ACTION ITEM: Scan the material and copy out each line where the word "poster" occurs.

EXCERPTED RECORDS:

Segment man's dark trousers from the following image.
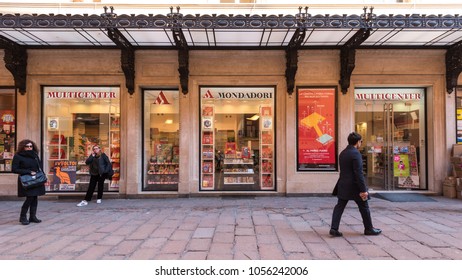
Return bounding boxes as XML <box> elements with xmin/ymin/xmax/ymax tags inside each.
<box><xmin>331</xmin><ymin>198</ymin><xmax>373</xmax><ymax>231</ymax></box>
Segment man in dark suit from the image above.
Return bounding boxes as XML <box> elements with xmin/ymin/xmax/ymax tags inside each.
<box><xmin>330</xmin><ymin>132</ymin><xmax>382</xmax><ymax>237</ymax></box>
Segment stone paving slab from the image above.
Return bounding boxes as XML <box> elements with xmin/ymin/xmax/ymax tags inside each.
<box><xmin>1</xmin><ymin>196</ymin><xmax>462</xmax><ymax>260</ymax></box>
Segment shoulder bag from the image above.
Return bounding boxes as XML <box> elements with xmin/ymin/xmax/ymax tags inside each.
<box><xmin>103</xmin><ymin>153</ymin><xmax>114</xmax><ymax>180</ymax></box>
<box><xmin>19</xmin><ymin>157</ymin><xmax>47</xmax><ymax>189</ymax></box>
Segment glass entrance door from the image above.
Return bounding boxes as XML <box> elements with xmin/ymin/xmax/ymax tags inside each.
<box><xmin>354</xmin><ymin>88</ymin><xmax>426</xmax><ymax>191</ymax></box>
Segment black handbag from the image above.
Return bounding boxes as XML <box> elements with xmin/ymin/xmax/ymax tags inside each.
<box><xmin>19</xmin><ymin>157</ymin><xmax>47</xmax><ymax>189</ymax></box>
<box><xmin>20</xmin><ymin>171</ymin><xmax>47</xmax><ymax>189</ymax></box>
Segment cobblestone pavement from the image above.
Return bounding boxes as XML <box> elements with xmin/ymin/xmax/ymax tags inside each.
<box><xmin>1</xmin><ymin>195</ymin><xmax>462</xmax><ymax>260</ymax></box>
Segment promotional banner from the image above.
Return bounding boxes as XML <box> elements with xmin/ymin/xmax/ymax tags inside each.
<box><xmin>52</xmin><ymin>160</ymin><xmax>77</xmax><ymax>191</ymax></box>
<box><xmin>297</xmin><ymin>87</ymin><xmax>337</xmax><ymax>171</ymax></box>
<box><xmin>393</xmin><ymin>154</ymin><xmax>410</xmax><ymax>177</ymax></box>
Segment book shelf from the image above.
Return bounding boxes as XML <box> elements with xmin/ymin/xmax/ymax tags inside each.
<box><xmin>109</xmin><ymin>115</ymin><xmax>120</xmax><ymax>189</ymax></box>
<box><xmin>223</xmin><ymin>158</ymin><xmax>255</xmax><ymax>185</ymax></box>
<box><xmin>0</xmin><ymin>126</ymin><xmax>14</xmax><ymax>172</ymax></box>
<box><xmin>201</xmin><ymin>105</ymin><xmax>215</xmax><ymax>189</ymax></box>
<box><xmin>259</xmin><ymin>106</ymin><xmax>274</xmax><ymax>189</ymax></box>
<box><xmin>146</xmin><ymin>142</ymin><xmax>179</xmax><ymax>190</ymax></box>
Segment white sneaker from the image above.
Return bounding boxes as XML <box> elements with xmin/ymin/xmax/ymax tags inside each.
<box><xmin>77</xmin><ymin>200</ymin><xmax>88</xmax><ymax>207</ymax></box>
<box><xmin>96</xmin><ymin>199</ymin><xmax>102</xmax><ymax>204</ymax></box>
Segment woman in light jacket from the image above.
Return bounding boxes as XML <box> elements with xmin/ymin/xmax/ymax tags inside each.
...
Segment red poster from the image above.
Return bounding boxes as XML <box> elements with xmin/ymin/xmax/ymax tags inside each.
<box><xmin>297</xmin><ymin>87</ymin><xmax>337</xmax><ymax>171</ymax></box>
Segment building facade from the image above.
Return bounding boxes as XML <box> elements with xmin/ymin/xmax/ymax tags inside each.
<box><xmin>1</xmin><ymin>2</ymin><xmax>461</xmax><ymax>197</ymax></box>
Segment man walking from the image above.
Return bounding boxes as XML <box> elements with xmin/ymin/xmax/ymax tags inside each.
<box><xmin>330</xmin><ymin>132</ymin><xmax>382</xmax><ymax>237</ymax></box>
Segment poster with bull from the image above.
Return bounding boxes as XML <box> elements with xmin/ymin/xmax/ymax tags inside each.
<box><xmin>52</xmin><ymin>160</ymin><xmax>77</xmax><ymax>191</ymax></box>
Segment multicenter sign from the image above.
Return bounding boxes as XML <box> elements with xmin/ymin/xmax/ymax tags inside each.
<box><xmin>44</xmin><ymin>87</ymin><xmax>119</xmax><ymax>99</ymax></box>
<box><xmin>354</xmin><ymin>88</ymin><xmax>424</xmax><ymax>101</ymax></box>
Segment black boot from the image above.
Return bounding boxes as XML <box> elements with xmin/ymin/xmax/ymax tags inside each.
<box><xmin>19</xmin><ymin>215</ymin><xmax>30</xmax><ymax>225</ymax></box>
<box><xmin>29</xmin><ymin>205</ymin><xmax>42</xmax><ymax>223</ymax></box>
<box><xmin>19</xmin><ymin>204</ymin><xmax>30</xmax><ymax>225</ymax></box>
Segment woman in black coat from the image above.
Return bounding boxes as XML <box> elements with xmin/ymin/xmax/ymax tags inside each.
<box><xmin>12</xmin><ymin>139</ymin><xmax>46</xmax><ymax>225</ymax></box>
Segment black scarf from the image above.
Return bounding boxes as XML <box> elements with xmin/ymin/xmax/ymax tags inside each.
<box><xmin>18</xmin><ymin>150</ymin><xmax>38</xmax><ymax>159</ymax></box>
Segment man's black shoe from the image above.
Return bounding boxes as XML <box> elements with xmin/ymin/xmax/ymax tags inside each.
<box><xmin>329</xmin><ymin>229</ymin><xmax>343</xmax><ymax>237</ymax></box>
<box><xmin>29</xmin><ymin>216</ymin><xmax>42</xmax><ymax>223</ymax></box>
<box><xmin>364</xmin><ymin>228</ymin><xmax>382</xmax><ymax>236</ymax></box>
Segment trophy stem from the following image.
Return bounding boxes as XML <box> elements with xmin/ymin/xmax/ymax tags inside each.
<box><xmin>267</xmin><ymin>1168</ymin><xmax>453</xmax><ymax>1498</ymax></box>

RESPONSE:
Segment red poster from the image above.
Segment poster with bull from the image above.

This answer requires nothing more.